*AIM OF THE EXERCISE*.
Rewrite all of the lines below with "Report" changed to "Output" everywhere and everything else left as it is. Omit the pictures from your answer.
------ RECORDS FOR THIS TASK
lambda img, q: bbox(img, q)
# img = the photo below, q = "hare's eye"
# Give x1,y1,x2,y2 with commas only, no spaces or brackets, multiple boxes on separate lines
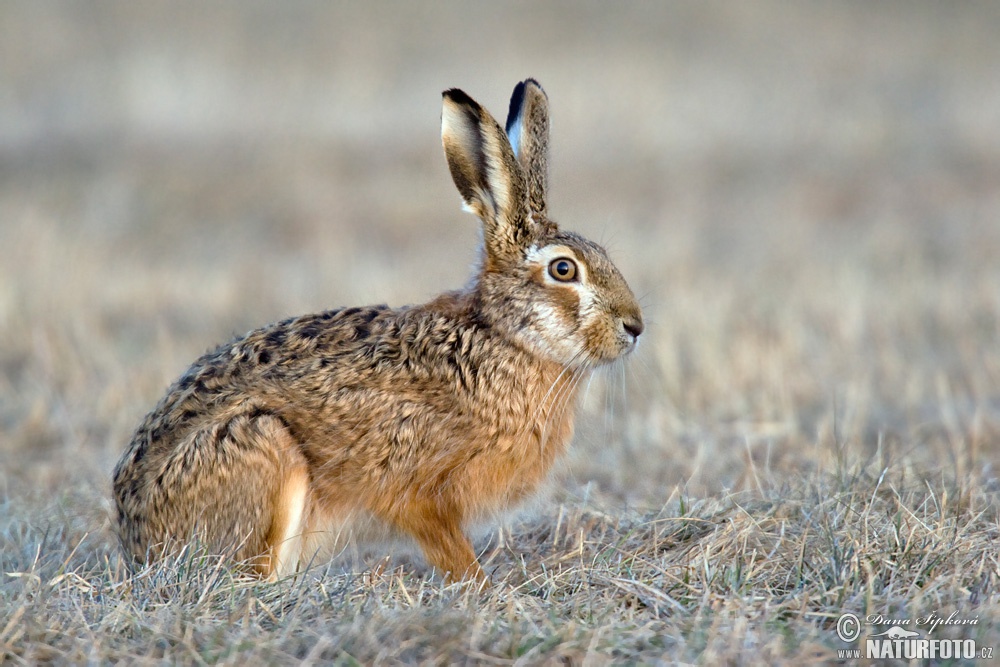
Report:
549,257,576,283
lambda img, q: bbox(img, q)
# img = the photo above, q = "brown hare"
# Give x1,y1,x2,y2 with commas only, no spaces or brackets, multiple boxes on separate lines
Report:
114,79,643,581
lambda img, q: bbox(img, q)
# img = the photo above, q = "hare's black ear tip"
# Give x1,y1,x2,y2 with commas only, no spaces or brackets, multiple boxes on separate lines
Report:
441,88,476,106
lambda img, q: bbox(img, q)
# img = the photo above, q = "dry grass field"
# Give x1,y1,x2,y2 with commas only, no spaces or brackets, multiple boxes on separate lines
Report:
0,0,1000,665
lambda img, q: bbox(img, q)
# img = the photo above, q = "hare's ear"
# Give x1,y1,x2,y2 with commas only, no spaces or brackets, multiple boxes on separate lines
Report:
------------
*RESULT*.
lambda img, q: bbox(img, q)
# img = the photo below, q = "hare's eye"
# Give x1,y1,x2,y2 with commas only, no spaces or brackets, multiple boxes on separate lines
Output:
549,257,576,283
lambda img, q: bbox(img, q)
# img = the photo above, q = "brown hare"
# Give x1,y1,x2,y2 with commas only, no spaces or brackets, multiple boxes on separate lines
Output:
114,79,643,581
lambda img, q: bbox(img, q)
# img = the photo above, q = "hare's black ear tip"
# Give x1,y1,x2,y2 with commas only, no spaces or brackets, multiple boxes on separate lines
Output:
441,88,476,106
lambda img, q: bbox(img, q)
# img = the photo above, q = "dry grass field"
# Give x1,y1,x2,y2 with commas only, no spaces or brackets, multiple boxes on separate lines
Output:
0,0,1000,665
lambda img, q: bbox(img, q)
# img = the photo above, q = "hare's ear"
# Give x1,y1,x2,y2 with commas only, no spaces or brackets, multiple boxes on separate lines
Output:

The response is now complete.